--- Excerpted data ---
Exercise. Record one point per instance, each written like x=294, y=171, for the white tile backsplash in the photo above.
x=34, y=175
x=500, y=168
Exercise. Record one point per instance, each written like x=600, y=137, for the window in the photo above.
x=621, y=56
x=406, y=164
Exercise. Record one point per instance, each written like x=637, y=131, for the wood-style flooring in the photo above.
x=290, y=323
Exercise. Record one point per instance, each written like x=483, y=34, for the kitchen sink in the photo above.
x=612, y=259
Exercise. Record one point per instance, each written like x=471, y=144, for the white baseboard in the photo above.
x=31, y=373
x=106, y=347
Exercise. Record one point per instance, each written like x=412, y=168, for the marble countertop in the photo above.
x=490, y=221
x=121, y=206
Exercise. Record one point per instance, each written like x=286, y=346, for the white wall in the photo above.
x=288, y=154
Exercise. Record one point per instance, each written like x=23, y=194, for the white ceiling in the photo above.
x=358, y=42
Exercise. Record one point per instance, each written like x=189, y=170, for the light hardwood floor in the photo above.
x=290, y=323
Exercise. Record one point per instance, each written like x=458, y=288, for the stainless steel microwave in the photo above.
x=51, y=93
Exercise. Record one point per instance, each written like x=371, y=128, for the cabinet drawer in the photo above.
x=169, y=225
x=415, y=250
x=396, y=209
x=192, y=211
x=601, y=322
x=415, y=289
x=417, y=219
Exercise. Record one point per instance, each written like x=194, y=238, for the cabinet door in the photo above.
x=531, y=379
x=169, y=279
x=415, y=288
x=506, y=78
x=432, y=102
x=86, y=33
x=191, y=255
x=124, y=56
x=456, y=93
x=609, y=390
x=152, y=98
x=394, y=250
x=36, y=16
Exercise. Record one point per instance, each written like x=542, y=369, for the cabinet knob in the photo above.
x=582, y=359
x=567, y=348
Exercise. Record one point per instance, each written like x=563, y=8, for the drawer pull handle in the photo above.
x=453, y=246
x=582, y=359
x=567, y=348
---
--- Excerpted data ---
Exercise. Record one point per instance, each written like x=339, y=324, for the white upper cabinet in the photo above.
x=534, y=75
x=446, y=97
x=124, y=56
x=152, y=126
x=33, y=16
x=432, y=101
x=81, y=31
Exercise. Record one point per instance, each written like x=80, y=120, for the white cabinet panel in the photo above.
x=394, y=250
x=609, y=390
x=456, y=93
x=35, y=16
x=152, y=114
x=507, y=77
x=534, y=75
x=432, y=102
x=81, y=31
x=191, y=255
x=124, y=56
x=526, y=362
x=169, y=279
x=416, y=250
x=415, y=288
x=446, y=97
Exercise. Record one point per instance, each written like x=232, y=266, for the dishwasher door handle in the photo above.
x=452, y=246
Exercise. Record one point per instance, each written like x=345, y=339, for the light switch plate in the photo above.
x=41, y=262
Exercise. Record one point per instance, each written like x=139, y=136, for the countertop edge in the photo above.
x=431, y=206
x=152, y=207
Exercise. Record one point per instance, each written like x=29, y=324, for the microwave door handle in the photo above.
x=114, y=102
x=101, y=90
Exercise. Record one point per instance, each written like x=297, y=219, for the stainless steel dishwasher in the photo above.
---
--- Excerpted data ---
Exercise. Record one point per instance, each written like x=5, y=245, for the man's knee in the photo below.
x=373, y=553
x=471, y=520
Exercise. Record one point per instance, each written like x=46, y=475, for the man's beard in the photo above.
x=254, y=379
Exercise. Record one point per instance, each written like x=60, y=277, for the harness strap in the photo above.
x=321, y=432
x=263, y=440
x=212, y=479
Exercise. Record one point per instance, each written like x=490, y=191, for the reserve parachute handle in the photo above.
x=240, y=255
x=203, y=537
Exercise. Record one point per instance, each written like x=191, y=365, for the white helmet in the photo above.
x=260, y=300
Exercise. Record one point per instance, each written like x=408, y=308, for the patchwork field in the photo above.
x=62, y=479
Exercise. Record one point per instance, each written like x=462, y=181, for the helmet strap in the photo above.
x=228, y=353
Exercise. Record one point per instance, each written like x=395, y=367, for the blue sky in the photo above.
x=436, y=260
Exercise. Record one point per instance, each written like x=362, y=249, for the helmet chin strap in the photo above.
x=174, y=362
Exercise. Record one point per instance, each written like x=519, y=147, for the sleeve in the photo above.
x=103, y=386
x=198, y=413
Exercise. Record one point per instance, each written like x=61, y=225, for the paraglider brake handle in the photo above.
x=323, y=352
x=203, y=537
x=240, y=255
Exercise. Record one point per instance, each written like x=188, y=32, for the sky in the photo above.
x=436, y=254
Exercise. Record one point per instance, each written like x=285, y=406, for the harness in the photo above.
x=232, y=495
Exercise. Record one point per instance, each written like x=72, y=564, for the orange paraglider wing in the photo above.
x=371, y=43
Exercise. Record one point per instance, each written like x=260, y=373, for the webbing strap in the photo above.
---
Render the rows above as a numbered list, from the row containing "backsplash in the photo above." through the row containing "x=121, y=206", both included. Omit blank rows.

## Final result
1. Exercise. Record one point per instance, each written like x=294, y=171, for the white tile backsplash in the photo above.
2. x=34, y=175
3. x=500, y=168
4. Exercise. Record one point per instance, each written like x=600, y=137, for the window in the photo above.
5. x=621, y=56
6. x=406, y=164
7. Exercise. Record one point per instance, each written like x=637, y=131, for the wood-style flooring in the photo above.
8. x=290, y=323
9. Exercise. Record one point per instance, each written like x=483, y=34, for the kitchen sink in the photo above.
10. x=612, y=259
11. Exercise. Record one point per instance, each written like x=471, y=144, for the white baseboard in the photo above.
12. x=31, y=373
13. x=106, y=347
14. Exercise. Record one point per instance, each written like x=412, y=168, for the marble countertop in the photo above.
15. x=490, y=221
16. x=121, y=206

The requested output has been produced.